**SUPPLIED TEXT**
● ● ●

Here's what you might do:

  • review relevant policies and procedures
  • prepare a corrective action plan
  • organize an implementation team, including representatives from all stages of design, production, manufacture and delivery
  • notify your major customers and vendors of the plan, and secure if possible their cooperation
  • integrate lessons learned from this process into all management systems to prevent the same mistake from happening again
Here are questions that management might ask you:
  • What was the mistake?
    • Did a part break, crack, bend, misalign?
    • Was a circuit incomplete?
    • Were incorrect materials used or dimensions applied?
  • What really happened as a result?
  • Has physical evidence been examined?
  • Has the location where the mistake was first noticed been examined?
  • Have you pinpointed and brought to the attention of the management and production staff the specific work unit and work station where the error was first noticed?
  • Were you able to isolate the mistake from the evidence?
  • Did you track the mistake forward along the production system to ascertain the extent to which the fault was included in higher assemblies and end items?
  • Did you stop the work step responsible? Did you need to stop production altogether? Do you know what the effects of a work stoppage will be on:
    • affected product lines and shop activities
    • contractual commitments
    Do you have alternate workloads that can be readily inserted into production line gaps until corrective action is implemented?
  • Did you identify the people, skills, materials, tools, equipment, data in all related programs, work practices and procedures that caused the mistake?
    • Do you know which were directly responsible?
    • Do you know which were indirect contributors?
    • Do you know how they became part of the approved design, vendor support, and/or production process?
    • Have you identified where (functions, work units) and with whom (supervisors) the accountability lies?
  • Is it possible correct the mistake on the completed/shipped units? Consider:
    • safe and economical use of the final product by the customer
    • established quality standards and governing technical specifications and contracts
    • the service life of the part and the resulting units
    • maintainability and accessibility of the part within the unit during normal usage
    • the effect on operating costs and time between inspections, parts replacements, and maintenance
  • Have you reviewed the design specifications to ensure that the (consumer's) intended use of the device has not been compromised by the defective part?
  • If the error will not cause significant deviations from approved drawings, technical and contractual specifications, should you review the situation with the customers before taking any further action?
  • Are parts, assemblies or end items incorporating the error still being prepared for shipment?
    • Have you estimated the effects of the mistake on the market place?
    • Have you estimated the effects of a decision to recall the defective items from your customers, dealers, consumers?
    • Should further preparation for shipment (preservation and packaging) of the item be halted?
    • Are trucks or freight cars now being loaded?
    • Should the shipments be halted?
    • Should the shipments be off-loaded?
    • Do you know the effect of a stop shipment order on the customers/consumers who are scheduled to receive the items?
    • Do they have sufficient stocks on hand that do not contain the error to tide them over the re-work period?
    • Should you permit shipments to continue and then dispatch technicians to replace or repair the defective parts at the customer's site?
    • If the defective items have been shipped to distributors and then to customers, can you identify all shipments that incorporate the production error? Can you help the distributors and customers find them?
    • Have you issued instructions to cover the situation?

● ● ●

**Items from a labeling collection**
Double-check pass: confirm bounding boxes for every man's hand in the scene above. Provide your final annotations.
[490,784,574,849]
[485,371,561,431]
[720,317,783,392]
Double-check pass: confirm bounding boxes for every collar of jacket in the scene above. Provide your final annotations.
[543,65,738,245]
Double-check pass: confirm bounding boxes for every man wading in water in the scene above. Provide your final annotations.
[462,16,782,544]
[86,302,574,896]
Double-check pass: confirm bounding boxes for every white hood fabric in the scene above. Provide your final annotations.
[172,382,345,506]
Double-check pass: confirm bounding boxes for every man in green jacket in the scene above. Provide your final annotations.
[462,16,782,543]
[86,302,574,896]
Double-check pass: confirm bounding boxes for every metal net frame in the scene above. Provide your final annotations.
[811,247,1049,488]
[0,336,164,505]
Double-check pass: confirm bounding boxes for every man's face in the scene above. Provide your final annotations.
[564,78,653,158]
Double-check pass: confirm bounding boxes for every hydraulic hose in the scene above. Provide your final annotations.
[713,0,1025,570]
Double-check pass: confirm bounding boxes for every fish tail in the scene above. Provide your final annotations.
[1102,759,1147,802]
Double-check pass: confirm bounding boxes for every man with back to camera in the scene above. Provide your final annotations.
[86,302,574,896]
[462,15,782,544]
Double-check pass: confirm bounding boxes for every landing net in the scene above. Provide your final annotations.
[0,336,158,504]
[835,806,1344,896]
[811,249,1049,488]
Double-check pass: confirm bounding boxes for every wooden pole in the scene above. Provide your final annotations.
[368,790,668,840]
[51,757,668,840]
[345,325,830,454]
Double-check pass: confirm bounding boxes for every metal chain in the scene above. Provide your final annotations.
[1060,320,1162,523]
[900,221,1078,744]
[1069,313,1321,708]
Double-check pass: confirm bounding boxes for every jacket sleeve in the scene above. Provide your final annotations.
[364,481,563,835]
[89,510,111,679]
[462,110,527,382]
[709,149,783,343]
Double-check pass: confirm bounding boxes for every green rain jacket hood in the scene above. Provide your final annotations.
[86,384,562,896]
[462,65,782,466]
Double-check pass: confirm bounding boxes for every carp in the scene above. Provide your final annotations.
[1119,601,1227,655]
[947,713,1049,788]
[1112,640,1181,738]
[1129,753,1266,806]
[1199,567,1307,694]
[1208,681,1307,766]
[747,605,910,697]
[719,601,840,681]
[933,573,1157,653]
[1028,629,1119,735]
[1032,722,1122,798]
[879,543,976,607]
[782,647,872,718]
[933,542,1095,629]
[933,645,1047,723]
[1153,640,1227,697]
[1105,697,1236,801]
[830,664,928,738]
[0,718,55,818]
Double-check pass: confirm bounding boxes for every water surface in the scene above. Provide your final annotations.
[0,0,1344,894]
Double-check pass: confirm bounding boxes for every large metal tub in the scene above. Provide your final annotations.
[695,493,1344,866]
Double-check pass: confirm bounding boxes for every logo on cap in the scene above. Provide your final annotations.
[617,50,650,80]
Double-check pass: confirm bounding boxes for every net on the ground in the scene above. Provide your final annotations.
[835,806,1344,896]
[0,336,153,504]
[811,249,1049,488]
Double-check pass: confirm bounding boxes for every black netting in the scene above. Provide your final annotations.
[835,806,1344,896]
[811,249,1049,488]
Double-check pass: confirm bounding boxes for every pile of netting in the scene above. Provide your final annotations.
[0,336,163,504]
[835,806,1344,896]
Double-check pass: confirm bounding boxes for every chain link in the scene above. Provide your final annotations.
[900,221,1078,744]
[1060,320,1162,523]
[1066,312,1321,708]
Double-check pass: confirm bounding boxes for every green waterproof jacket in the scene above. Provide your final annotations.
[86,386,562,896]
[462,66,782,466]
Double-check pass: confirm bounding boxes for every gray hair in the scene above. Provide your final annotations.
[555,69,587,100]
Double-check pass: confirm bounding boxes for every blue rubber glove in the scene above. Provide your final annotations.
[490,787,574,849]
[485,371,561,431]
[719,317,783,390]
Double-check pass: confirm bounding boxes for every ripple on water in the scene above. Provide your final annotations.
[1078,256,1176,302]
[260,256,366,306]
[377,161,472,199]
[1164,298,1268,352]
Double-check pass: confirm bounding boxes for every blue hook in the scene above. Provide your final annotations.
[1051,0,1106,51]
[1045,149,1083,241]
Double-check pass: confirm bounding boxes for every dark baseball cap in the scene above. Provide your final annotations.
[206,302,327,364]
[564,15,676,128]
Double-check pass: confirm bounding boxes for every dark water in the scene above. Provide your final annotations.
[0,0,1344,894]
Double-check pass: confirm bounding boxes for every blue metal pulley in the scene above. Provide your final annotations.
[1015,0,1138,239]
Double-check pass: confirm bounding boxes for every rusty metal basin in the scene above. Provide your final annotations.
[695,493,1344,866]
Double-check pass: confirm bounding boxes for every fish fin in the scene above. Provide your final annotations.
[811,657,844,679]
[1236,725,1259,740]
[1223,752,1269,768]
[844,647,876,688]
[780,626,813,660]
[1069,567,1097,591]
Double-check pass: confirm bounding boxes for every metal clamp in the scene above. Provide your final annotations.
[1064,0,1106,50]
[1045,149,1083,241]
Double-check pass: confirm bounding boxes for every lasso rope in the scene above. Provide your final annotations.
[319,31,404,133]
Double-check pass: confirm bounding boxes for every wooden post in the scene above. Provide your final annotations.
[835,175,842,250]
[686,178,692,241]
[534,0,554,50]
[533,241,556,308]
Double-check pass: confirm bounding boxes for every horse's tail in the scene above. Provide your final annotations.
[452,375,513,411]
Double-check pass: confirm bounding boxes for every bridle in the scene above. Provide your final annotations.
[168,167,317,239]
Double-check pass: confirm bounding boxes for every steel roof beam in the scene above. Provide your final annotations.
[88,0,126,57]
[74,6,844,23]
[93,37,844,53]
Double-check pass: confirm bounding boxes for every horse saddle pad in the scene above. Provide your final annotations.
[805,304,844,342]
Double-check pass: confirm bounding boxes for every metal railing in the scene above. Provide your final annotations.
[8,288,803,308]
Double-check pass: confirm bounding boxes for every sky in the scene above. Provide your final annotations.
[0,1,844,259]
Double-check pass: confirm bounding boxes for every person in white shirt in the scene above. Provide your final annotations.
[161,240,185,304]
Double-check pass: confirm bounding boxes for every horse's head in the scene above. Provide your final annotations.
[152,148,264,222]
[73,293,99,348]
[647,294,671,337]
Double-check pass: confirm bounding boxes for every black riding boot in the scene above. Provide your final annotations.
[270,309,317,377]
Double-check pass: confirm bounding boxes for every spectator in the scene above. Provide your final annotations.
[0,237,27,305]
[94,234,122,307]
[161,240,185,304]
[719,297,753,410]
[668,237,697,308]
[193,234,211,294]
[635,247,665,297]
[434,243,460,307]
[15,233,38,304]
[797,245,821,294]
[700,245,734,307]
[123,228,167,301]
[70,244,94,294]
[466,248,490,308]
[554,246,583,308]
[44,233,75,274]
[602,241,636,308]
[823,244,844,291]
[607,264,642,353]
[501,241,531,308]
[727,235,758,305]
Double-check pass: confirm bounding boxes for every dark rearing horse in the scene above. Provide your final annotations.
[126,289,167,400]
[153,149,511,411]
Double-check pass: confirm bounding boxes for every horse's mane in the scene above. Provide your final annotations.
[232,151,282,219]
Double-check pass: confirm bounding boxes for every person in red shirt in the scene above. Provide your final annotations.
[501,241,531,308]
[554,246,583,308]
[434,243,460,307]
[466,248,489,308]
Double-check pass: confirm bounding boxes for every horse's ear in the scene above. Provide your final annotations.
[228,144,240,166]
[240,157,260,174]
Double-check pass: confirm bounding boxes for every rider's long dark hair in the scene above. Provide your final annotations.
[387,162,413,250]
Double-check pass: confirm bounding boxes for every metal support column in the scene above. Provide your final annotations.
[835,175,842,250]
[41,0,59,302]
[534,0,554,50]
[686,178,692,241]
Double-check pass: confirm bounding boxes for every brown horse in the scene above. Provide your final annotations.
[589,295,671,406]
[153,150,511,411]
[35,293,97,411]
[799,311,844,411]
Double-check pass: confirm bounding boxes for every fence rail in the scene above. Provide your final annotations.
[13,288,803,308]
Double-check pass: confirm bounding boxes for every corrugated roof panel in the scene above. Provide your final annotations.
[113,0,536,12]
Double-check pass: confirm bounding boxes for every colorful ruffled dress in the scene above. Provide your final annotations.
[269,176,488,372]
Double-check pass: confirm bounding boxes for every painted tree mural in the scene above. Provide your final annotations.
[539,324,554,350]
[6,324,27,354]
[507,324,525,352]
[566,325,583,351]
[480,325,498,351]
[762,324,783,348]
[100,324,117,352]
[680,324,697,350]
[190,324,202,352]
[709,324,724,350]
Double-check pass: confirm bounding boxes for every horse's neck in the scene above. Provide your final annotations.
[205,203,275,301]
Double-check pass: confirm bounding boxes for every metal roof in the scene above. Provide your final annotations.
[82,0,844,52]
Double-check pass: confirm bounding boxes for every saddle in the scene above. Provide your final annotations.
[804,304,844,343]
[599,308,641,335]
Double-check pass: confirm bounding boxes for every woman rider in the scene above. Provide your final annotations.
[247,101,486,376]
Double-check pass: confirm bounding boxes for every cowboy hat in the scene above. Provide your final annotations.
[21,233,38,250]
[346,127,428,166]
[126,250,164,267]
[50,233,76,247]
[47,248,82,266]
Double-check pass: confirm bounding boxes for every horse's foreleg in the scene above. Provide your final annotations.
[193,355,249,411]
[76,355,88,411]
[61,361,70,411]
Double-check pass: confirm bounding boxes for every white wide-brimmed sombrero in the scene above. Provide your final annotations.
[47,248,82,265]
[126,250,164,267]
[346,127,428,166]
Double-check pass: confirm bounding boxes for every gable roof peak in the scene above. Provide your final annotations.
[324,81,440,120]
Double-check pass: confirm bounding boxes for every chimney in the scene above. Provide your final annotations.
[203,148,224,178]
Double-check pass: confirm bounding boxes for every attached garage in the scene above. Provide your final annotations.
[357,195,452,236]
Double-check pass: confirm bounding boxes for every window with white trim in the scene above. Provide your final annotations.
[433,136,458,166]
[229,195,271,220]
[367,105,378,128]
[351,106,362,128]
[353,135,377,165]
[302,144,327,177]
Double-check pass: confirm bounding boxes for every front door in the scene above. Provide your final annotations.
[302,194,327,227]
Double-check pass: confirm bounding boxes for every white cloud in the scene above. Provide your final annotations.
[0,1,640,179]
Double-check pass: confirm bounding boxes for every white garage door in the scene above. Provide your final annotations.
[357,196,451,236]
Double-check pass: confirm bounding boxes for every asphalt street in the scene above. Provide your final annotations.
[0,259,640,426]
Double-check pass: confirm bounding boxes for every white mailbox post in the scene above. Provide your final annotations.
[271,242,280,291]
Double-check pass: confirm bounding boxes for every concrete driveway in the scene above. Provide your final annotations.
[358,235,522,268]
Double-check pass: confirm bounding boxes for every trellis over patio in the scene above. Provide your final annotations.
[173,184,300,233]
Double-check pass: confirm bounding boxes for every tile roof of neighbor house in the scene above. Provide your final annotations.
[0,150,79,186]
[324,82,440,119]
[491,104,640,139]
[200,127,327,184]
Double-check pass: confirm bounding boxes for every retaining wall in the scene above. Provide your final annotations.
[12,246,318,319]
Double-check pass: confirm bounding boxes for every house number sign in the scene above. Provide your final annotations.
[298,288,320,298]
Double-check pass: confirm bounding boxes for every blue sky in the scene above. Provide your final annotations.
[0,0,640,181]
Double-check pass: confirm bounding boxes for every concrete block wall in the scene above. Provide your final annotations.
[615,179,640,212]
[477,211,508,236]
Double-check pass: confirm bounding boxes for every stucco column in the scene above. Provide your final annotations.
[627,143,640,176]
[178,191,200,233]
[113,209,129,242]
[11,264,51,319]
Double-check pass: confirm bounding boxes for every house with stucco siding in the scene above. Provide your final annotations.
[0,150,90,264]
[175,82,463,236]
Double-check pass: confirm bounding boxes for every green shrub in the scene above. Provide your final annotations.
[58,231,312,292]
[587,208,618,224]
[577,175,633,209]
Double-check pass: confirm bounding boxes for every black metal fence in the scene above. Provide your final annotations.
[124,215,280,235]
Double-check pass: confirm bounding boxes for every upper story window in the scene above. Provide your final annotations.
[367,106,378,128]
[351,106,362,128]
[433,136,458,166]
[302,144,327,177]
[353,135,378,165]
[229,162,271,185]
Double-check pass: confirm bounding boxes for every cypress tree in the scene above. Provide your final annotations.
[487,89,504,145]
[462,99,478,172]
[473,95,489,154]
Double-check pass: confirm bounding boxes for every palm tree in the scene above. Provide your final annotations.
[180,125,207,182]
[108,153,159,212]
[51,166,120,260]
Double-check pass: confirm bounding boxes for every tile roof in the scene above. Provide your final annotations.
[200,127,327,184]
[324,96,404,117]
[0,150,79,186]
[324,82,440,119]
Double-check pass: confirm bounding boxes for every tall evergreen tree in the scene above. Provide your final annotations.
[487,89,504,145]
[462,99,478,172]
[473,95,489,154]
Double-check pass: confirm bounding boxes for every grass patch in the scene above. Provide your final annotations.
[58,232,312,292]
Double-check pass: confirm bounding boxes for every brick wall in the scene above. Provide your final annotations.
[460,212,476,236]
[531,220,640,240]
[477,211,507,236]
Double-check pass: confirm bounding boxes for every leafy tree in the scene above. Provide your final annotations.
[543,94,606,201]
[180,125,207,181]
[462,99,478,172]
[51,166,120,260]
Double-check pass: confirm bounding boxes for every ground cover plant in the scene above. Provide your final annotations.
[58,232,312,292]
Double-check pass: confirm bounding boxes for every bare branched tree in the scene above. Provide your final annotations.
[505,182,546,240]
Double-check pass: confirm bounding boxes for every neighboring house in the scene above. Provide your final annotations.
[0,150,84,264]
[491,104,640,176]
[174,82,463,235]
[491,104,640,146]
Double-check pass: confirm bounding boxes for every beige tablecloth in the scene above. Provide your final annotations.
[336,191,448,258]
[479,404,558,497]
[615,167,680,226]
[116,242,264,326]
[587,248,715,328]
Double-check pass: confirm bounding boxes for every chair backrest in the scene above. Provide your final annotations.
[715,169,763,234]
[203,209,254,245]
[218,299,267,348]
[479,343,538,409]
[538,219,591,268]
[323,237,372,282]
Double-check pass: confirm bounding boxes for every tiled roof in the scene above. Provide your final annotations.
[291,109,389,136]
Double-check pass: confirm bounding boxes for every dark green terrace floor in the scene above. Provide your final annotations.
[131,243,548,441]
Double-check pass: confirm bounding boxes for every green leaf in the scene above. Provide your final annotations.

● ● ●

**EXERCISE OBJECTIVE**
In the text on handling a production mistake, list every action given under "Here's what you might do:". The records aren't needed for anything here.

**WRITTEN SOLUTION**
- review relevant policies and procedures
- prepare a corrective action plan
- organize an implementation team, including representatives from all stages of design, production, manufacture and delivery
- notify your major customers and vendors of the plan, and secure if possible their cooperation
- integrate lessons learned from this process into all management systems to prevent the same mistake from happening again